* **Selected passage**
*****
TV News Anchor Known for Dry Wit, Singular Style
David Brinkley, the television newsman whose acerbic commentaries and singular speaking style were legendary and exerted far-reaching influence on the development of broadcast journalism, died Wednesday night. He was 82.
Brinkley died at his home in Houston of complications from a fall, ABC News said Thursday.
“It is difficult to believe that we will never again hear his distinctive voice giving us his humorous view of our complicated world,” Walter Cronkite said in a statement Thursday.
Brinkley began his broadcasting career during the golden age of radio, but was among the first to shift to an electronic novelty called television during the 1940s. Though proud of his ability to adapt to the new medium, in which many radio newscasters failed, Brinkley was quick to say of his rise to prominence: “I was lucky. I was in the right place at the right time.”
He played defining roles in two network news programs that introduced new formats and dominated the competition in their heyday: NBC’s “Huntley-Brinkley Report” in the 1950s and ‘60s and ABC’s “This Week with David Brinkley,” which transformed Sunday morning talk shows during the 1980s and ‘90s.
Yet Brinkley’s most far-reaching influence resulted from two qualities that sprang from his personality and were apparent in his work almost from the beginning.
The first was his unique speaking style. With his unconventional cadence and dry, reedy tone, Brinkley broke with the mellifluous tradition of earlier broadcasting and spawned generations of imitators. So widely recognized did his speaking style become that comedians routinely mimicked him and younger broadcasters found his style creeping into their own deliveries.
The second and more important contribution was Brinkley’s habit of offering skeptical, often irreverent comments on the news of the day. Such commentary, every word of which he insisted on writing himself, was groundbreaking for a network anchor, and helped introduce critical analysis into electronic journalism.
Before Brinkley, network newscasters often “reported what the government said today, and they took on the self-importance of government when they spoke,” said Barbara Matusow, who chronicled the evolution of TV news in her 1983 book, “The Evening Stars.” “Brinkley separated himself from that. He had a tone of asperity. He used tongue-in-cheek wit. He punctured balloons.”
David McClure Brinkley was born on July 10, 1920, in Wilmington, N.C., the seventh and last child of what he once described, with characteristic wry humor, as “an old Southern family with generations of physicians and Presbyterian preachers, none famous.” He grew up in a comfortable, outwardly conventional middle-class home.
But tensions between Brinkley’s parents, as well as his father’s premature death and Brinkley’s troubled relationship with his mother, combined to inflict wounds that lingered throughout his life, and contributed to his reserved, sometimes caustic nature.
Brinkley’s father, William Graham Brinkley, was remembered as a warm-hearted, open-handed railroad official who made wine during Prohibition and, upon his death when David Brinkley was 8, turned out to have lost much of the family’s inheritance through unsecured loans to friends. “A sweet, generous and trusting man, a 52-year-old Peter Pan,” his youngest son called him.
*****
* **Extracted data**

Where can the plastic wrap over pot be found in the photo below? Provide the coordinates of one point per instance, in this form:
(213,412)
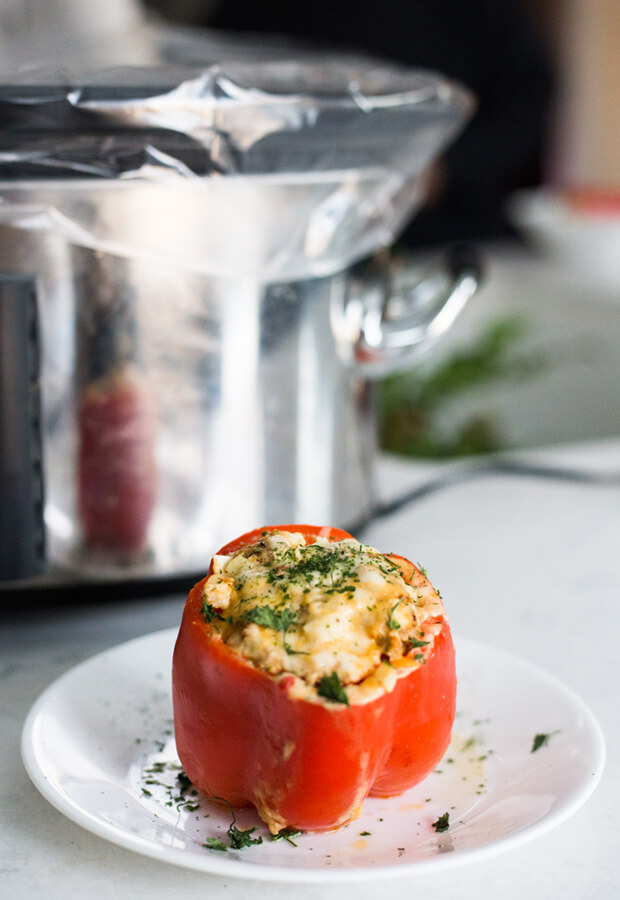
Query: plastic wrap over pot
(189,231)
(269,170)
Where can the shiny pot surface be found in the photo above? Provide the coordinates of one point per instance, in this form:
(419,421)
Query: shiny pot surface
(181,408)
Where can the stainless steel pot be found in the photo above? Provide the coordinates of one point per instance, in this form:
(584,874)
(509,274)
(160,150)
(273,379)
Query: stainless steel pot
(207,352)
(184,423)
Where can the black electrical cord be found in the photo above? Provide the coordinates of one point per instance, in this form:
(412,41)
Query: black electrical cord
(466,473)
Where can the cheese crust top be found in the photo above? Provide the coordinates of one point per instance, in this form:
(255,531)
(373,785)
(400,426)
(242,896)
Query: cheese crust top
(338,619)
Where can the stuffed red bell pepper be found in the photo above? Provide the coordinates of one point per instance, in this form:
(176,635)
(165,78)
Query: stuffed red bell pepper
(310,671)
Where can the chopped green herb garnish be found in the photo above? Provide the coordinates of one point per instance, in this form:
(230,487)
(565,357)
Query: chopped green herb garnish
(286,834)
(215,844)
(270,618)
(331,688)
(541,740)
(241,837)
(209,613)
(442,823)
(415,643)
(392,623)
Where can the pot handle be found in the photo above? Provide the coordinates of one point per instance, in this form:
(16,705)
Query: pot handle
(380,332)
(22,536)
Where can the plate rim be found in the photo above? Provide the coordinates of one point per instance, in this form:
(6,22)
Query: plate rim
(225,866)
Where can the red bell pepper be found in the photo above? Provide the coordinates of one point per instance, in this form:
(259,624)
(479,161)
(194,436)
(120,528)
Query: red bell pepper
(306,765)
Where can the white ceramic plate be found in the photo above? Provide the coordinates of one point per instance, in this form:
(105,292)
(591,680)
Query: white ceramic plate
(98,744)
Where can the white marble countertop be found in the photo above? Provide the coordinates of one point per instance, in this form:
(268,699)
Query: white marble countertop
(527,564)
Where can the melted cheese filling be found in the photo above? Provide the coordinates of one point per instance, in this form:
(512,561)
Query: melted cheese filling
(309,611)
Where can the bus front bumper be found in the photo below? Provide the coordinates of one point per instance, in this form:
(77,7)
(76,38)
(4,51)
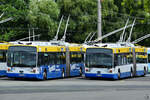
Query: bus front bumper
(18,75)
(92,75)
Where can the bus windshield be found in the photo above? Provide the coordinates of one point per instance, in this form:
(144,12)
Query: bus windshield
(23,58)
(101,58)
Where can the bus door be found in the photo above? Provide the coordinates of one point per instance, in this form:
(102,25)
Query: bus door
(67,62)
(134,61)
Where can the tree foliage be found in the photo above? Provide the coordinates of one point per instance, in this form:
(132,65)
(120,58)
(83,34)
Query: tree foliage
(44,15)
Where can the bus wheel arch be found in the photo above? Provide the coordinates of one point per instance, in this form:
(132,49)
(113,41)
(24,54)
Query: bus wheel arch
(131,72)
(63,73)
(45,74)
(119,74)
(144,71)
(80,71)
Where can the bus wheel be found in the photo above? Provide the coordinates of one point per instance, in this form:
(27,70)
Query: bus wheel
(80,71)
(131,74)
(63,73)
(144,71)
(119,74)
(44,75)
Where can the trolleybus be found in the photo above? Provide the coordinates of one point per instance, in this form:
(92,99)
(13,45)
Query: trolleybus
(3,64)
(115,63)
(44,62)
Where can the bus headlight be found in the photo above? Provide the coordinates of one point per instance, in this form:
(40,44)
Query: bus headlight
(110,71)
(33,70)
(8,69)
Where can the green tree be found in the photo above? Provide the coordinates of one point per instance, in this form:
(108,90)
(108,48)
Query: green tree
(84,16)
(44,15)
(17,9)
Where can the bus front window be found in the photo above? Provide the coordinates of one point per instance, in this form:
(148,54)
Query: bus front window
(22,59)
(99,60)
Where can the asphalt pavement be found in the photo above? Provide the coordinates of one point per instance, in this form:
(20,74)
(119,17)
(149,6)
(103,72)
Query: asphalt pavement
(76,88)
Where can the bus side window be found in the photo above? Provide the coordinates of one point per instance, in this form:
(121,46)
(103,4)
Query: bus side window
(40,59)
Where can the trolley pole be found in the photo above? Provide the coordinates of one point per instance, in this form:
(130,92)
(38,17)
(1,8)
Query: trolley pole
(99,26)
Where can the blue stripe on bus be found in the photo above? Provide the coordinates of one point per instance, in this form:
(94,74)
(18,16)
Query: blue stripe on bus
(16,75)
(113,76)
(90,75)
(52,74)
(2,72)
(148,67)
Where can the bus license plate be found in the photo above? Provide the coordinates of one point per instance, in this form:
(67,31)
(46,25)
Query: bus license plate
(21,74)
(98,73)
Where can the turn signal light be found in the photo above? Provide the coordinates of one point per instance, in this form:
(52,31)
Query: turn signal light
(8,69)
(110,71)
(86,70)
(34,70)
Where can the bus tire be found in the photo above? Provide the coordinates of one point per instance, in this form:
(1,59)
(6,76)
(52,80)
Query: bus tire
(81,72)
(131,74)
(119,74)
(63,74)
(144,71)
(44,75)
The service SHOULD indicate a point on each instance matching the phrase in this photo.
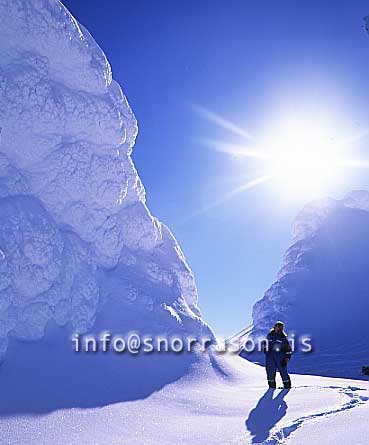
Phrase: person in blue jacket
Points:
(277, 355)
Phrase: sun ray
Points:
(235, 150)
(243, 187)
(221, 121)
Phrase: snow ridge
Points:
(72, 207)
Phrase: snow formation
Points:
(322, 289)
(75, 233)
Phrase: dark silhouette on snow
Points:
(277, 355)
(266, 414)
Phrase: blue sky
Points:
(248, 62)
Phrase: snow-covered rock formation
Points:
(76, 238)
(322, 289)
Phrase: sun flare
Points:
(300, 156)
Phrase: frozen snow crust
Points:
(75, 233)
(322, 288)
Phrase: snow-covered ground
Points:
(206, 407)
(80, 252)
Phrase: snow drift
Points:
(79, 250)
(322, 289)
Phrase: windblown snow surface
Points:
(80, 252)
(322, 289)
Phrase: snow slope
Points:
(79, 250)
(205, 407)
(73, 218)
(322, 288)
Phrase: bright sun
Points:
(301, 156)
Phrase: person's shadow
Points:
(266, 414)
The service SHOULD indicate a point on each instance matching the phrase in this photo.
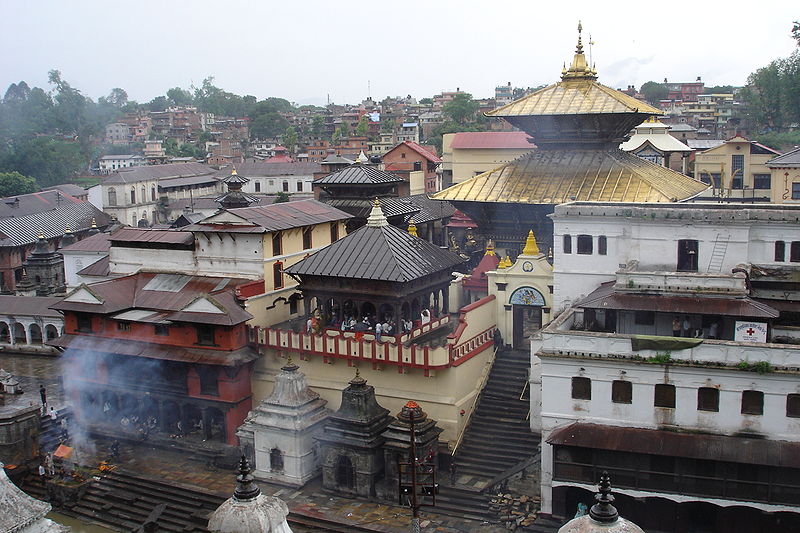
*****
* **Exercise requirements**
A: In the article on David Brinkley, what did ABC News say caused his death?
B: Duplicate the entries from the line with "Phrase: frozen snow crust" up to and including the last line of the entries, leaving out the pictures.

* **Answers by task**
A: Complications from a fall.

B:
Phrase: frozen snow crust
Points:
(75, 233)
(322, 288)
Phrase: snow-covered ground
Points:
(206, 407)
(80, 252)
Phrase: snow drift
Points:
(79, 250)
(322, 289)
Phrase: windblown snow surface
Points:
(80, 252)
(322, 289)
Phrase: snow slope
Points:
(79, 250)
(205, 407)
(73, 218)
(322, 288)
Phrase: bright sun
Points:
(301, 156)
Phrase: person's shadow
Points:
(266, 414)
The service SHOULD indicate a point on each instance matching the phrase in this photo.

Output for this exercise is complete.